> Set problem: How many lines in the data below contain the string "field"? Case matters. Reply with only the number.

-- START --

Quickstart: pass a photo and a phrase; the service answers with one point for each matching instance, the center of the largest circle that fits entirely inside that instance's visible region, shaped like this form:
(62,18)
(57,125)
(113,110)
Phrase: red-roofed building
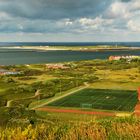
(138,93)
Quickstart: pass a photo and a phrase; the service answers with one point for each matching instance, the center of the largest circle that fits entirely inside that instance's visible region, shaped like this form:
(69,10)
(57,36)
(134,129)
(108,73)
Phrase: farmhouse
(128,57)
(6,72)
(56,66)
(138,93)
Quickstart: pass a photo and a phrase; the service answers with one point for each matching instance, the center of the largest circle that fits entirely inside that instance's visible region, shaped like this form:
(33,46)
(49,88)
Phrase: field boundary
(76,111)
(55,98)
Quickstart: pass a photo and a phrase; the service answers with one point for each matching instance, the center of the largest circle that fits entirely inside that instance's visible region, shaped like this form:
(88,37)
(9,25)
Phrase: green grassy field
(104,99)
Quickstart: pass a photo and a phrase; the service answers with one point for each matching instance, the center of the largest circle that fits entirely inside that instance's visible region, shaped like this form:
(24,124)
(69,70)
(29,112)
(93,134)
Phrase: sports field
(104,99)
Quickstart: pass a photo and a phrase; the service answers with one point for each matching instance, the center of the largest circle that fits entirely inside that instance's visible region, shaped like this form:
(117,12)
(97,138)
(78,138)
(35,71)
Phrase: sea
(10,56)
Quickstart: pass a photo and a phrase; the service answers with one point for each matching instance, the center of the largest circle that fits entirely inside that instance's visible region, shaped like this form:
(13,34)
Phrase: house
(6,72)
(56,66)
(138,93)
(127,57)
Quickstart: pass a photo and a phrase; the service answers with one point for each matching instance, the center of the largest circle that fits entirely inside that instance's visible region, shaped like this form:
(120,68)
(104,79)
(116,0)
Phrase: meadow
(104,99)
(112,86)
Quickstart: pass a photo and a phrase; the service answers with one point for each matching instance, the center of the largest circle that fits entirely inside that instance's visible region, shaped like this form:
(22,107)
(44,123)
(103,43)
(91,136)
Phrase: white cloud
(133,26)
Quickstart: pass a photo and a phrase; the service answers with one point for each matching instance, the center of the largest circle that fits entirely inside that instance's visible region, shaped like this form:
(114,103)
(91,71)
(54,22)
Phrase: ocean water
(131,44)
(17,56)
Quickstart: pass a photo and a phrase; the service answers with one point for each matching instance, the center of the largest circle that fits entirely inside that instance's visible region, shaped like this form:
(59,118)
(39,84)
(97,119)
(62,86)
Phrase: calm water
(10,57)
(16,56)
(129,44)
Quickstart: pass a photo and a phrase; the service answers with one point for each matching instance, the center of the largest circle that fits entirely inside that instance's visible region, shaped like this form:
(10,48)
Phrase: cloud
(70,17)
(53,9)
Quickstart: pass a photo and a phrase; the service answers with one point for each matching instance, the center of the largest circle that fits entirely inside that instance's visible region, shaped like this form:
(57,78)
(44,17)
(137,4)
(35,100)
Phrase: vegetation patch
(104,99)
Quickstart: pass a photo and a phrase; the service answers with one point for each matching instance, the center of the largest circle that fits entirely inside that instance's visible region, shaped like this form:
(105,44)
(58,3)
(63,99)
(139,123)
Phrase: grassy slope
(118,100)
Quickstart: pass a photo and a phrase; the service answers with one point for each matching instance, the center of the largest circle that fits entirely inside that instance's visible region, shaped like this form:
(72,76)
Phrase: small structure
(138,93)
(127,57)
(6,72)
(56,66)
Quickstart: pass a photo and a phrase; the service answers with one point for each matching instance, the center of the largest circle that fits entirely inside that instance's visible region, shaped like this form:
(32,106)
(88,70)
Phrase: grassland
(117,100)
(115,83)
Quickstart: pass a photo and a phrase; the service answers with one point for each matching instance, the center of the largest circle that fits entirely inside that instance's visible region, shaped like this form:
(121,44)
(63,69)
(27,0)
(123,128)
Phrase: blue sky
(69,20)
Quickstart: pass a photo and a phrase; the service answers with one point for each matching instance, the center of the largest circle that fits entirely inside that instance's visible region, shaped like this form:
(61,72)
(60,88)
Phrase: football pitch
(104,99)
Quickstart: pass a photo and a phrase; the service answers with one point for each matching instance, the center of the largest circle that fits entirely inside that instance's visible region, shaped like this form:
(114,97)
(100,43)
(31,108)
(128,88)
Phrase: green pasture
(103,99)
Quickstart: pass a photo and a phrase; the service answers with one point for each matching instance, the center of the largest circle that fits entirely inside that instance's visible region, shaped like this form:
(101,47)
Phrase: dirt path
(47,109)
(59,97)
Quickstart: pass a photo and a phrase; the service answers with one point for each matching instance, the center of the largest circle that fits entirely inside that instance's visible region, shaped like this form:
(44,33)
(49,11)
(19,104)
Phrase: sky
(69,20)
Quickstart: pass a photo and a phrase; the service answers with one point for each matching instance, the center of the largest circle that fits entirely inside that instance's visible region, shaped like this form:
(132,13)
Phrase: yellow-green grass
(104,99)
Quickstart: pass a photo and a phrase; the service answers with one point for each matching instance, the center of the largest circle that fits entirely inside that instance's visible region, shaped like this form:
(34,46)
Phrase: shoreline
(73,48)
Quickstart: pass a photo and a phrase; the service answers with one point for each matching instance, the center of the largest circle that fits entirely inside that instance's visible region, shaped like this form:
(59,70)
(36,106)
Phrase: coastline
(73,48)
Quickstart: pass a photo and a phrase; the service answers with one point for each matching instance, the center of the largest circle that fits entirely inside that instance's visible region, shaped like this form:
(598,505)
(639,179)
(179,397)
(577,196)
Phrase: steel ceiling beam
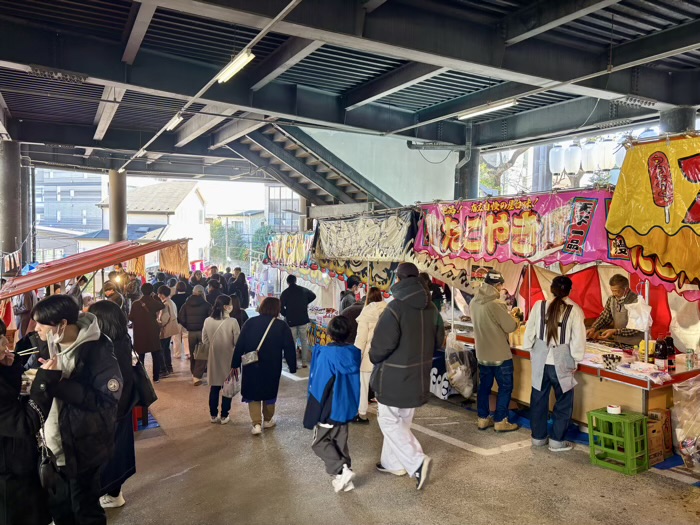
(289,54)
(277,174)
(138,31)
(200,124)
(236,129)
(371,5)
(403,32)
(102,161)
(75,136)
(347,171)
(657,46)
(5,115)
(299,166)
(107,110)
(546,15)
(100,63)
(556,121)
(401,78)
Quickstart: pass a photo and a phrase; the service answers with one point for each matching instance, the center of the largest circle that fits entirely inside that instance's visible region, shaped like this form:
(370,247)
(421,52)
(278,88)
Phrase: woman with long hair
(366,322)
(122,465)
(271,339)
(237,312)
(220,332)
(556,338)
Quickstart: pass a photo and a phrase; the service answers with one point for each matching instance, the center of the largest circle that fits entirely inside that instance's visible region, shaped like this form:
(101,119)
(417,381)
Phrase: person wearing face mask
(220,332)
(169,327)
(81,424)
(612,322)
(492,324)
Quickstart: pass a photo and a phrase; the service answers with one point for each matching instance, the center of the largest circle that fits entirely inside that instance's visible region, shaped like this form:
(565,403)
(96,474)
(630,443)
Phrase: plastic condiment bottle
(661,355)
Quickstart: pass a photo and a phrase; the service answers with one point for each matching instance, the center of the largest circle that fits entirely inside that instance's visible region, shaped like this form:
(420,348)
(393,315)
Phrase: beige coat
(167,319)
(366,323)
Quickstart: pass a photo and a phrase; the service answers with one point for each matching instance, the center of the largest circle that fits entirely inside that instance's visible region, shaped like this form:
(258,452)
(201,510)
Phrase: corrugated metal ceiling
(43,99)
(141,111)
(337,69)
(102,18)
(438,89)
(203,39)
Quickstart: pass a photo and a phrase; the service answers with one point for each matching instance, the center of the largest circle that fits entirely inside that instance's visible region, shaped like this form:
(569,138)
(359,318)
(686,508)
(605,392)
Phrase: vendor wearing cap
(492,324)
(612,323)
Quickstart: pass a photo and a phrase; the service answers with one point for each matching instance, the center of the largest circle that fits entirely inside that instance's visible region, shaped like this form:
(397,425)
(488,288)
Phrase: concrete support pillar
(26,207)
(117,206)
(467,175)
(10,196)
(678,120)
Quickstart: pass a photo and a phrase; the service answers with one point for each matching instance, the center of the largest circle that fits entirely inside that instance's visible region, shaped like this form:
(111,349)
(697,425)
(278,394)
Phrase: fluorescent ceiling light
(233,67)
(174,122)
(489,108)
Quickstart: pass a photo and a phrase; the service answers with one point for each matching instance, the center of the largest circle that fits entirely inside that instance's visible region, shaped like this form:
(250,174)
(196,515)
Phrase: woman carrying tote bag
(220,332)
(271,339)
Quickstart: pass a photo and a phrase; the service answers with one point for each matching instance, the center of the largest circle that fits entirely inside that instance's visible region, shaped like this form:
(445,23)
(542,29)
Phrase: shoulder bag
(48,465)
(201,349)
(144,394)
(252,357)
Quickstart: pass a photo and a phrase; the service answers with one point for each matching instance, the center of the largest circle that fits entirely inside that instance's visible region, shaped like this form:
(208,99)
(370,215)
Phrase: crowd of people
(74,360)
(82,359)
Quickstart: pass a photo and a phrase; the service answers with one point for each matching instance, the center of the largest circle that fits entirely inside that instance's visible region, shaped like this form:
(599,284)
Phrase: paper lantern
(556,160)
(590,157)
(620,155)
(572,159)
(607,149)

-- END --

> Task result: 3